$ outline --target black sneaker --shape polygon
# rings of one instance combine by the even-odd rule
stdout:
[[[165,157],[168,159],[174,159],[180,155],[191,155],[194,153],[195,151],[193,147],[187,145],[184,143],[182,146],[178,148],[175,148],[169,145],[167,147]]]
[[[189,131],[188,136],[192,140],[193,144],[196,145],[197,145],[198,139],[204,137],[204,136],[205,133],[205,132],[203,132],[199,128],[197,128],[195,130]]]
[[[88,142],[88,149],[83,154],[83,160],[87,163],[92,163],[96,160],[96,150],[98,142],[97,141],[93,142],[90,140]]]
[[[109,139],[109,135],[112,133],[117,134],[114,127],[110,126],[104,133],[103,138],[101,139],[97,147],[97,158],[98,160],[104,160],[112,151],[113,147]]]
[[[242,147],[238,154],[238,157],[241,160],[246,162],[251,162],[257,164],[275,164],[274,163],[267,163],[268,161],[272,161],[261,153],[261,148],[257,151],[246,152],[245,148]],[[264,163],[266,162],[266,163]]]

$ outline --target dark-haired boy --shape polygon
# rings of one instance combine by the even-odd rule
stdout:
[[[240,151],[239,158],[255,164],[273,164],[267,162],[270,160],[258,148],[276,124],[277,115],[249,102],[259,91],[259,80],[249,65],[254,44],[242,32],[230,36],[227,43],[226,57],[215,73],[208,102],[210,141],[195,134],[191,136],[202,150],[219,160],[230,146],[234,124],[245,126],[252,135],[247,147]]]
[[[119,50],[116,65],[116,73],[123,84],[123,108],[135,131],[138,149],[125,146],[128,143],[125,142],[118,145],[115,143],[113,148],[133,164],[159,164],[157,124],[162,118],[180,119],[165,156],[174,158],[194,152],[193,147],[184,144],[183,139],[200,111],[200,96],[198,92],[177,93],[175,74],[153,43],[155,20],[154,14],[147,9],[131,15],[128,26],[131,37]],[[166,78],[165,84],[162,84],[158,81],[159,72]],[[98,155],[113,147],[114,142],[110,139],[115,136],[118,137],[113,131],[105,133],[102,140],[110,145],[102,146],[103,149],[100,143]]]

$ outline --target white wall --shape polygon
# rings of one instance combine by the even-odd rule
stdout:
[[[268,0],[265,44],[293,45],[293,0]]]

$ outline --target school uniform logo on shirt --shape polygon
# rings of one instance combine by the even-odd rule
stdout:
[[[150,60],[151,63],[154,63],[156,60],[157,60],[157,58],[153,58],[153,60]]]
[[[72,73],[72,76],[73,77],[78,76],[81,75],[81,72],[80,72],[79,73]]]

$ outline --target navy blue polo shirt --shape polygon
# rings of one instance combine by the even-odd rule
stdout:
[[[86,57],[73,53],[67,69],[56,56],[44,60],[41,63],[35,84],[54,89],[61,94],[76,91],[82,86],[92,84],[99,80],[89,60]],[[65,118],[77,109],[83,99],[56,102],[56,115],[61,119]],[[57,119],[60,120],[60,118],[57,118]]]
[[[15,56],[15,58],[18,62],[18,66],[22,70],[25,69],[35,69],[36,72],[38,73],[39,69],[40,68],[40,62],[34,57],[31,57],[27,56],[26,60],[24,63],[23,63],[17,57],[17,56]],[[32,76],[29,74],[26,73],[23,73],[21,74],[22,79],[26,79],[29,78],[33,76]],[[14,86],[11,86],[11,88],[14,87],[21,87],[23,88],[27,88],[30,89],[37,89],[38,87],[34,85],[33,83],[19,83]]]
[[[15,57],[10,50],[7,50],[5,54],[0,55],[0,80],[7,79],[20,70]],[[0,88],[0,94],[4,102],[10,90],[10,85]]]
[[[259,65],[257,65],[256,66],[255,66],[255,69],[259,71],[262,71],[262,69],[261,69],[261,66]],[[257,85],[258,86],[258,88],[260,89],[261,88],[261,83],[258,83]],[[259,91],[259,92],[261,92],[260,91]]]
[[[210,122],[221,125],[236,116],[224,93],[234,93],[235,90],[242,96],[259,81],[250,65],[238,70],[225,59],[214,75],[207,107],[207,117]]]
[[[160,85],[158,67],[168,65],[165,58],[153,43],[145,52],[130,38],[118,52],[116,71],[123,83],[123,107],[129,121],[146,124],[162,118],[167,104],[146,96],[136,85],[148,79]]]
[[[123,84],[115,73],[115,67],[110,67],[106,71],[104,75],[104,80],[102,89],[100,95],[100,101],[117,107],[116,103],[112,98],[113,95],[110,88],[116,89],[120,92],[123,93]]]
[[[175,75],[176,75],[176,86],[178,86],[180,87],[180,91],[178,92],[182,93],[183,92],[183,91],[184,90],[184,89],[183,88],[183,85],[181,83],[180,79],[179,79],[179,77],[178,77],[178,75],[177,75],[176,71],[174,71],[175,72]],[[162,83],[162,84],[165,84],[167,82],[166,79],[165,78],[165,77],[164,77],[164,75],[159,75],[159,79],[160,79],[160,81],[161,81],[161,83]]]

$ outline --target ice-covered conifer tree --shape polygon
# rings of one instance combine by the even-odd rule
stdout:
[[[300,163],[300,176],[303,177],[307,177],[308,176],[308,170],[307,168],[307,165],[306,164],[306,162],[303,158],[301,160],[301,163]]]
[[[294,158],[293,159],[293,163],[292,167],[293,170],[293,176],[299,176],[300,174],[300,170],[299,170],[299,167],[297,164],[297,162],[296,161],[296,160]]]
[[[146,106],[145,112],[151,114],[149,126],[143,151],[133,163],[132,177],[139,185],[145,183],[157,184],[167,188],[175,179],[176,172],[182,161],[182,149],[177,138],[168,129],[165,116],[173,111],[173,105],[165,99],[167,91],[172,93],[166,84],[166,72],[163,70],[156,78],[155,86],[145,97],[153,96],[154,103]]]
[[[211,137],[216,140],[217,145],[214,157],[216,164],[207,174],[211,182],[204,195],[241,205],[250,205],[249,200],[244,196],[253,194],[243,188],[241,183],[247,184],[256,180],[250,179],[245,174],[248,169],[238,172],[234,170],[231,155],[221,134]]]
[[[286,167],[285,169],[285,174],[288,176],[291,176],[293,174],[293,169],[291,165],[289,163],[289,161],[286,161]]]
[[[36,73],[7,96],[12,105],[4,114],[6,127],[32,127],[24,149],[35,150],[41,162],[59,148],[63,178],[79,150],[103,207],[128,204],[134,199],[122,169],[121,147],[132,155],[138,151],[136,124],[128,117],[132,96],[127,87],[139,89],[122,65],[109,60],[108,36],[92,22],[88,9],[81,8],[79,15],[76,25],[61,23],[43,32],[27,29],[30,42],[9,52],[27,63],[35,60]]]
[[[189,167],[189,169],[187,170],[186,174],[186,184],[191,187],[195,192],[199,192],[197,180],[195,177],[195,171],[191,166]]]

§ **SHORT EXERCISE**
Copy out the data above, putting "shoe" wherever "sneaker" appears and leaving everything else as it is.

§ **OUTPUT OF THE EXERCISE**
$ outline --target black shoe --shape polygon
# rings of one instance combine by the even-odd rule
stdout:
[[[165,157],[168,159],[174,159],[180,155],[191,155],[194,153],[195,151],[193,147],[187,145],[184,143],[182,146],[178,148],[175,148],[169,145],[167,147]]]
[[[189,131],[188,136],[192,140],[193,144],[196,145],[197,145],[198,139],[204,137],[204,136],[205,133],[205,132],[203,132],[199,128],[197,128],[195,130]]]
[[[88,142],[88,149],[83,154],[83,160],[87,163],[92,163],[96,160],[96,150],[98,142],[97,141],[93,142],[90,140]]]
[[[109,139],[109,135],[112,133],[117,134],[114,127],[110,126],[104,133],[103,138],[101,139],[97,147],[97,158],[98,160],[104,160],[112,151],[113,147]]]
[[[242,147],[238,154],[238,157],[241,160],[246,162],[251,162],[257,164],[275,164],[274,163],[267,163],[268,161],[272,161],[261,153],[261,148],[257,151],[246,152],[245,148]],[[264,163],[266,162],[266,163]]]

$ outline --target dark-haired boy --shape polygon
# rings of one instance combine by the even-odd rule
stdout:
[[[240,151],[239,158],[255,164],[273,164],[267,162],[270,160],[258,148],[276,124],[277,115],[249,102],[259,91],[259,80],[249,65],[254,44],[242,32],[230,36],[227,43],[226,57],[215,73],[208,102],[210,141],[195,134],[191,136],[202,150],[219,160],[230,146],[234,124],[245,126],[252,135],[247,147]]]
[[[119,50],[116,65],[116,73],[123,84],[123,108],[135,131],[138,149],[125,146],[128,143],[125,142],[118,145],[115,143],[113,148],[133,164],[159,164],[157,124],[162,118],[180,119],[165,156],[174,158],[194,152],[193,147],[184,144],[183,139],[200,111],[200,96],[198,92],[177,93],[175,74],[153,43],[155,20],[154,14],[147,9],[131,15],[128,26],[131,37]],[[166,78],[165,84],[162,84],[158,81],[159,72]],[[98,155],[113,147],[114,142],[110,139],[115,136],[118,137],[113,131],[105,133],[102,140],[110,145],[102,146],[103,149],[100,143]]]

$ outline --target white wall --shape polygon
# rings of one instance combine by the even-odd rule
stdout:
[[[268,0],[265,44],[293,45],[293,0]]]

$ outline --target school uniform logo on shirt --shape polygon
# rings of one instance combine by the even-odd rule
stdout:
[[[150,60],[151,63],[154,63],[156,60],[157,60],[157,58],[153,58],[153,60]]]
[[[72,73],[72,76],[73,77],[78,76],[81,75],[81,72],[80,72],[79,73]]]

$ outline --target navy blue polo shirt --shape polygon
# rings of one instance combine by the even-odd rule
stdout:
[[[86,57],[73,53],[67,69],[56,56],[44,60],[41,63],[35,84],[54,89],[61,94],[76,91],[82,86],[92,84],[99,80],[89,60]],[[65,118],[77,109],[83,99],[56,102],[56,115],[61,119]],[[57,119],[60,120],[60,118],[57,118]]]
[[[15,56],[15,58],[18,62],[18,66],[22,70],[25,69],[35,69],[36,72],[38,73],[39,69],[40,68],[40,62],[34,57],[31,57],[27,56],[26,60],[24,63],[23,63],[17,57],[17,56]],[[32,76],[29,74],[26,73],[23,73],[21,74],[22,79],[26,79],[29,78],[33,76]],[[14,86],[11,86],[11,88],[14,87],[21,87],[23,88],[27,88],[30,89],[37,89],[38,87],[34,85],[33,83],[19,83]]]
[[[15,57],[10,50],[7,50],[5,54],[0,55],[0,80],[7,79],[20,70]],[[0,88],[0,94],[4,102],[10,90],[10,85]]]
[[[259,65],[257,65],[256,66],[255,66],[255,69],[259,71],[262,71],[262,69],[261,69],[261,66]],[[257,85],[258,86],[258,88],[260,89],[261,88],[261,83],[258,83]],[[259,91],[259,92],[261,92],[260,91]]]
[[[210,122],[221,125],[236,116],[224,93],[234,93],[235,90],[242,96],[259,81],[250,65],[238,70],[225,59],[214,75],[207,107],[207,117]]]
[[[160,85],[158,67],[168,65],[165,58],[153,43],[145,52],[130,38],[118,52],[116,71],[123,83],[123,107],[129,121],[146,124],[162,118],[167,104],[146,96],[136,85],[148,79]]]
[[[123,84],[115,73],[115,67],[110,67],[106,71],[104,75],[104,80],[102,89],[100,95],[100,101],[117,107],[116,103],[112,98],[113,95],[110,88],[116,89],[120,92],[123,93]]]
[[[175,75],[176,75],[176,86],[178,86],[180,87],[180,91],[178,92],[182,93],[183,92],[183,91],[184,90],[184,89],[183,88],[183,85],[181,83],[180,79],[179,79],[179,77],[178,77],[178,75],[177,75],[176,71],[174,71],[175,72]],[[162,83],[162,84],[165,84],[167,82],[166,79],[165,78],[165,77],[164,77],[164,75],[159,75],[159,79],[160,79],[160,81],[161,81],[161,83]]]

$ outline --target ice-covered conifer tree --shape polygon
# rings of one instance combine by the even-odd rule
stdout:
[[[300,163],[300,176],[303,177],[307,177],[308,176],[308,170],[307,168],[307,165],[306,164],[306,162],[303,158],[301,160],[301,163]]]
[[[294,158],[293,159],[293,163],[292,167],[293,170],[293,176],[299,176],[300,174],[300,170],[299,170],[299,167],[297,164],[297,162],[296,161],[296,160]]]
[[[146,106],[145,112],[151,114],[149,126],[143,151],[133,163],[132,177],[139,185],[145,183],[157,184],[167,188],[175,179],[176,172],[182,161],[182,149],[177,138],[168,129],[165,116],[173,111],[173,105],[165,99],[167,91],[172,93],[166,84],[166,72],[163,70],[156,78],[155,86],[145,97],[153,96],[154,103]]]
[[[211,137],[216,140],[217,145],[214,157],[216,164],[207,174],[211,182],[204,195],[241,205],[250,205],[249,200],[244,196],[253,194],[243,188],[241,183],[247,184],[256,180],[250,179],[245,174],[248,169],[238,172],[234,170],[231,155],[221,134]]]
[[[286,167],[285,169],[285,174],[288,176],[291,176],[293,174],[293,169],[291,165],[289,163],[289,161],[286,161]]]
[[[36,73],[7,96],[12,105],[4,114],[6,127],[32,127],[24,149],[35,150],[41,162],[59,148],[63,178],[79,150],[103,207],[128,204],[134,199],[122,169],[121,147],[132,155],[138,151],[136,124],[128,117],[132,96],[127,87],[139,89],[122,65],[109,60],[108,36],[92,22],[88,9],[81,8],[79,15],[76,25],[61,23],[43,32],[27,29],[30,42],[9,52],[27,63],[35,60]]]
[[[189,167],[189,169],[187,170],[186,174],[186,184],[191,187],[195,192],[199,192],[197,180],[195,177],[195,171],[191,166]]]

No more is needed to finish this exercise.